- _Exercício curto A_
Reproduza fielmente a parte do trecho sobre procrastinação que se abre com as palavras "O problema em" e se fecha com "da nossa espécie.".
- _Exercício curto B_
Segundo o trecho sobre procrastinação, quantos dos cinco amigos culpam a Netflix?

Teenfobias à parte, na verdade, essa embromação em looping que acomete a vida adulta vai muito mais além da mera preguiçinha pueril. E que fenômeno mais arrebatador este de prolongar tarefas! É impressionante como não tem ninguém ficando de fora. A cada cinco amigos, cinco reclamam de sua capacidade insuperável de procrastinar. Três culpam a Netflix. E uma sou eu.

O problema em ser uma pessoa que preza bastante por planejamento e autorreflexão é que acabo sem saber lidar com esse retardar de comprometimento. Não consigo conceber como estou conscientemente deixando afazeres para a última hora. Como pode um comportamento, ainda que racionalizado, continuar desafiando a lógica? Se bem que essa aparente incoerência equivale, na prática, à própria definição de humanidade. Permitir que sentimentos e suas correspondentes reações obstruam a lucidez, de forma involuntária, é quiçá o mais fascinante traço da nossa espécie.

Sendo assim, a procrastinação pode ser um protesto reflexo do ser humano diante da percepção atual de tempo — na qual cada segundo supostamente perdido significa a assinatura de um atestado de mediocridade. É evidente que a nossa relação com o tempo está cada vez mais caótica. Ao passo que a sensação de efemeridade aumenta, a pressão de impactar também cresce. Afinal, com maior velocidade e acesso à informação, nós ficamos desnorteados. Tudo instantâneo. Daí vem a cobrança interna de acompanhar esse cenário.

- _Listagem_
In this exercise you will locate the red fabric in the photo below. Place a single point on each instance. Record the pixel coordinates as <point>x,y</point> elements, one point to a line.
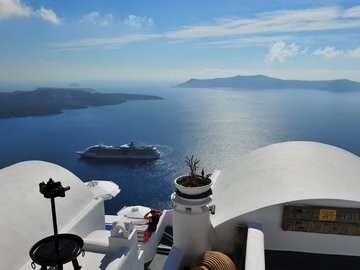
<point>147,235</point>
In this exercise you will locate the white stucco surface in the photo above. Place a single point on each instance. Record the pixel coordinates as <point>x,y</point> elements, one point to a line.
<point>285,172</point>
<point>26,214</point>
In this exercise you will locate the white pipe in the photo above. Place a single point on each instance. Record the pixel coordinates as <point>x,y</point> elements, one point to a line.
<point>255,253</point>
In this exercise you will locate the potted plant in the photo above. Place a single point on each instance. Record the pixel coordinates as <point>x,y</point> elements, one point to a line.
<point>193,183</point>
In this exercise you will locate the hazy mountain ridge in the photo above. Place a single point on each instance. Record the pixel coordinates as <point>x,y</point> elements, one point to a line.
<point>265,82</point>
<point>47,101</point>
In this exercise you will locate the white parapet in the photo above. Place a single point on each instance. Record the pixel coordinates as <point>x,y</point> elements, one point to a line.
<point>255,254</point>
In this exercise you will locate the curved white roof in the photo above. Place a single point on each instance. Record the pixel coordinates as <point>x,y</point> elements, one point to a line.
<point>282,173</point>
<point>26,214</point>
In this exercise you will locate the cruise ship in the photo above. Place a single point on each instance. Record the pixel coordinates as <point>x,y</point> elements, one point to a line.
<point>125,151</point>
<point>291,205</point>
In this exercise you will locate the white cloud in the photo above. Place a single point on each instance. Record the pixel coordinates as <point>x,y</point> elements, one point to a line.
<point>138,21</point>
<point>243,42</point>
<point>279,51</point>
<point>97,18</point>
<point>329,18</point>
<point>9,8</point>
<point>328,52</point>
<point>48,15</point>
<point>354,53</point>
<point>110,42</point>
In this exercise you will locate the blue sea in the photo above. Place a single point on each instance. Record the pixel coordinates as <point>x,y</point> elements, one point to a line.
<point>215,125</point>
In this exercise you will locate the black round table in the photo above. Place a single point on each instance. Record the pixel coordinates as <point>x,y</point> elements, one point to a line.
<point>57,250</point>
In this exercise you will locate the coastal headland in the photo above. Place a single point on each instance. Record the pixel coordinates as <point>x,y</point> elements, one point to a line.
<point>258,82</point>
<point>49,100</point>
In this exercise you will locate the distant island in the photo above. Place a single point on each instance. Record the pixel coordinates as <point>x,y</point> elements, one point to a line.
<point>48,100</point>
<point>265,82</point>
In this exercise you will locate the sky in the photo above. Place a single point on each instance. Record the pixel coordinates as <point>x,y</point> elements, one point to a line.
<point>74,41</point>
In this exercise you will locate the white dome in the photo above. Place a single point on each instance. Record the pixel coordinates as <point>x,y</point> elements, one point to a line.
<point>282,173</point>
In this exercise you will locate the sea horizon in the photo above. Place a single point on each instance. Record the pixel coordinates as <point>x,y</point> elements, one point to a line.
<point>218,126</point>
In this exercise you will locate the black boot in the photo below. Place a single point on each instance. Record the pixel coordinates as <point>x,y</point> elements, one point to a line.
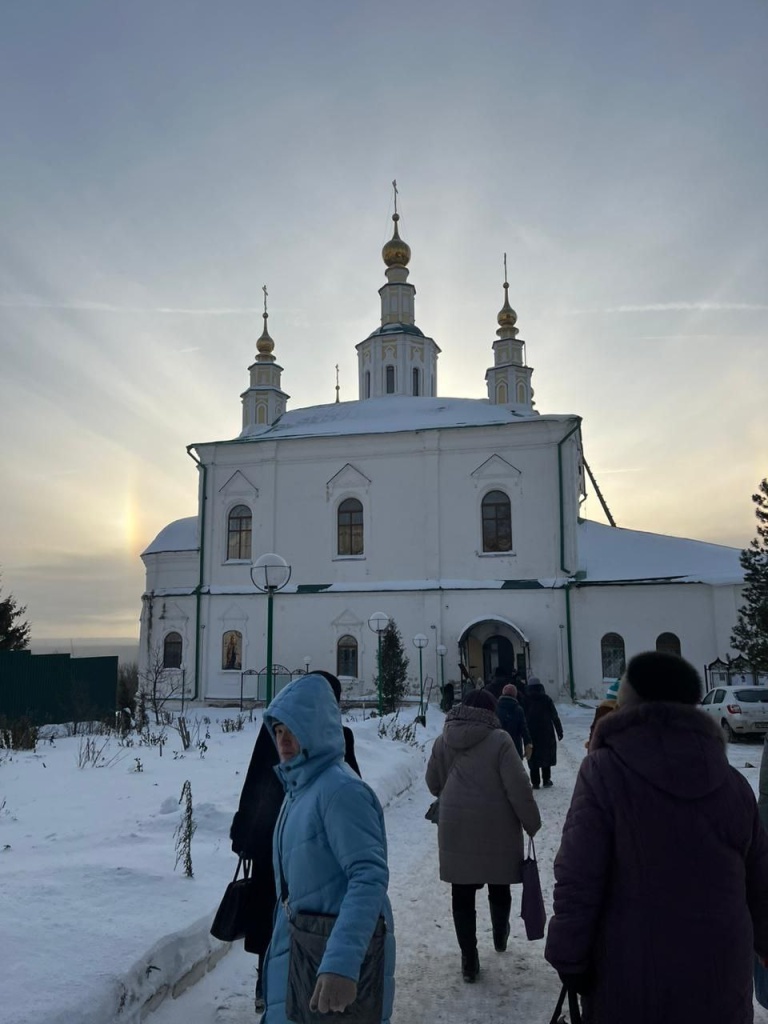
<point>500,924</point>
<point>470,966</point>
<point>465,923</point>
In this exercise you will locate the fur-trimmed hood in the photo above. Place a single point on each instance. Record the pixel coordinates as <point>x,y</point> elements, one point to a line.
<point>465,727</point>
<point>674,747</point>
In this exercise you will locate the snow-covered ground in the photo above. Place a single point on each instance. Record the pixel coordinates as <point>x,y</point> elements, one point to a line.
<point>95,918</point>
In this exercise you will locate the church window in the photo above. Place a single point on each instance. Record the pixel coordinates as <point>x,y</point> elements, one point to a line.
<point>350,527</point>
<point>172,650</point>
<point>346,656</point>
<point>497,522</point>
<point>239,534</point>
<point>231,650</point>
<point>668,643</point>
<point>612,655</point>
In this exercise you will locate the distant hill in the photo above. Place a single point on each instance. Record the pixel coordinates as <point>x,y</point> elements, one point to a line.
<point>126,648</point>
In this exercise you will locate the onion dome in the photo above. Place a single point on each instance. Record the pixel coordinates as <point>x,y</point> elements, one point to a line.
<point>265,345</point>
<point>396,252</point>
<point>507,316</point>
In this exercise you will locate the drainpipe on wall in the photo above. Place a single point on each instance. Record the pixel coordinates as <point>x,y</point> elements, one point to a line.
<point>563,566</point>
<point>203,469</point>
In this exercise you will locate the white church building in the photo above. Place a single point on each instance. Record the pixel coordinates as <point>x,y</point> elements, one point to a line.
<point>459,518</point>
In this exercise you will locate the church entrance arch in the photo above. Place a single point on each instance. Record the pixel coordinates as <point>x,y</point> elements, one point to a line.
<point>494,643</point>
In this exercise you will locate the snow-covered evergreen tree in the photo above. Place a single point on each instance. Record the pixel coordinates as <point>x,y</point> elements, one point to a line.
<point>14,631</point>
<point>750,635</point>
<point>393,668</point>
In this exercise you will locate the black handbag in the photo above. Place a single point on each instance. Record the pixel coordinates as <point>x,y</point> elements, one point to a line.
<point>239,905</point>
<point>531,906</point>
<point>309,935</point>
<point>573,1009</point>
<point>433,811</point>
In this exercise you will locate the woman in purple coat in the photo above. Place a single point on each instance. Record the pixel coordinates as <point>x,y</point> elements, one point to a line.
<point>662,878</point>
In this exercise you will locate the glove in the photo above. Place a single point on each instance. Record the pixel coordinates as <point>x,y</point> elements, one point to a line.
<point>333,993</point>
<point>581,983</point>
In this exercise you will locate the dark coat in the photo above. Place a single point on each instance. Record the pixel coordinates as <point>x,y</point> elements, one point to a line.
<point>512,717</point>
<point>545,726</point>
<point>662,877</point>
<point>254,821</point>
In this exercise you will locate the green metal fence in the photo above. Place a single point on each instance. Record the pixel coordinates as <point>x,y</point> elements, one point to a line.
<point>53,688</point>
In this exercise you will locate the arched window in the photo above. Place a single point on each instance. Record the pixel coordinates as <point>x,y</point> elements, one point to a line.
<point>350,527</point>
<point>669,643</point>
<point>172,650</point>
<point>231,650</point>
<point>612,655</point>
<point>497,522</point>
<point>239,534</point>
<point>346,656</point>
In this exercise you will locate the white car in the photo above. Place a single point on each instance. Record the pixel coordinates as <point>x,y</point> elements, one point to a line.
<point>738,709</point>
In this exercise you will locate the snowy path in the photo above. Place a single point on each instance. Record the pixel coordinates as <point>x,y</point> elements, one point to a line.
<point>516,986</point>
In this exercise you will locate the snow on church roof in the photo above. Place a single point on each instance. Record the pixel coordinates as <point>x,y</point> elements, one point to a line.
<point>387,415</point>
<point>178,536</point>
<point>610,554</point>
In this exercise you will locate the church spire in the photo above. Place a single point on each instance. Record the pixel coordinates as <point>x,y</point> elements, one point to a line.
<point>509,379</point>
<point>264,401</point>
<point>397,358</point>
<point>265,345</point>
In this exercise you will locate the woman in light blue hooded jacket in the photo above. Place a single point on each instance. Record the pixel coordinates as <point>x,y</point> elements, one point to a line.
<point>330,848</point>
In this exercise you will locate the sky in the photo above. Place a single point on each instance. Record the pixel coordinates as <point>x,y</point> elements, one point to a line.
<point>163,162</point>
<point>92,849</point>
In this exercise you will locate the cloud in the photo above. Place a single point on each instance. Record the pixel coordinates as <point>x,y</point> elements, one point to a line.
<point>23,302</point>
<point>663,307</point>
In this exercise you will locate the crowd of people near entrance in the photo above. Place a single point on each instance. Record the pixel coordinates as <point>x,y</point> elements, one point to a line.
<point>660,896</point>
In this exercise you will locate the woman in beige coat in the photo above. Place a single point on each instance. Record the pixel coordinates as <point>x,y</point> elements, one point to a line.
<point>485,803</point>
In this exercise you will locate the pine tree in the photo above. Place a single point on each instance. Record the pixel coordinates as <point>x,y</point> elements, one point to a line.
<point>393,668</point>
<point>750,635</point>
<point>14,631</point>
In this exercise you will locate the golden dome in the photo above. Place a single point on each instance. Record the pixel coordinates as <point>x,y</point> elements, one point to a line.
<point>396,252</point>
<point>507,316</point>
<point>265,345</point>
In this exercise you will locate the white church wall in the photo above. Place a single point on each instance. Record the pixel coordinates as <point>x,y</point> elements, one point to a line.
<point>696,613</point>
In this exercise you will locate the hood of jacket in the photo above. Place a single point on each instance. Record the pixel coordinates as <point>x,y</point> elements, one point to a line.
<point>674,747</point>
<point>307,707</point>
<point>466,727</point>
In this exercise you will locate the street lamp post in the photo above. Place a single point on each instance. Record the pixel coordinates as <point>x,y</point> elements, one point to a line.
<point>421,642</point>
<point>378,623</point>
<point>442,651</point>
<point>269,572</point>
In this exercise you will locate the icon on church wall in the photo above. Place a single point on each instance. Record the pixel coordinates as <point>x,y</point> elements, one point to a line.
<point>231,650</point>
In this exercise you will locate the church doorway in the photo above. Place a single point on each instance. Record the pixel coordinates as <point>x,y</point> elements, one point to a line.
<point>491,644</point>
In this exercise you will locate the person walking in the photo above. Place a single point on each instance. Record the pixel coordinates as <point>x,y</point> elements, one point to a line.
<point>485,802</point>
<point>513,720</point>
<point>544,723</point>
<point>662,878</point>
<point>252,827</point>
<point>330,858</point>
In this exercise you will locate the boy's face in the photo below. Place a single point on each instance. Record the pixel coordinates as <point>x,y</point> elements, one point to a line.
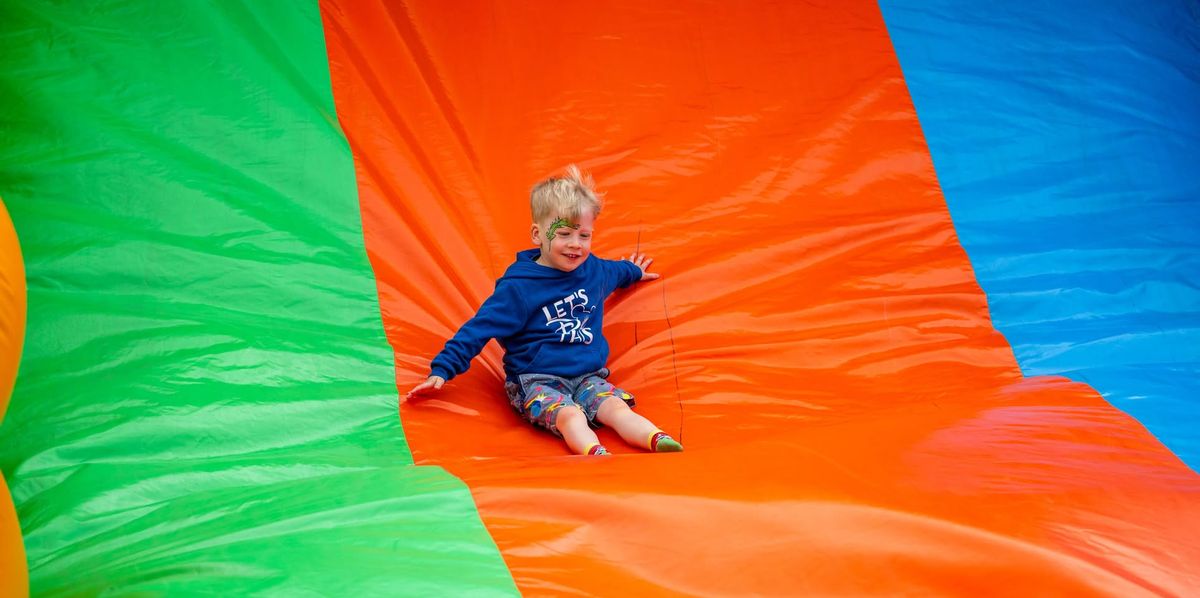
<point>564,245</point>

- _Resposta A_
O problema em ser uma pessoa que preza bastante por planejamento e autorreflexão é que acabo sem saber lidar com esse retardar de comprometimento. Não consigo conceber como estou conscientemente deixando afazeres para a última hora. Como pode um comportamento, ainda que racionalizado, continuar desafiando a lógica? Se bem que essa aparente incoerência equivale, na prática, à própria definição de humanidade. Permitir que sentimentos e suas correspondentes reações obstruam a lucidez, de forma involuntária, é quiçá o mais fascinante traço da nossa espécie.

- _Resposta B_
Três dos cinco amigos culpam a Netflix.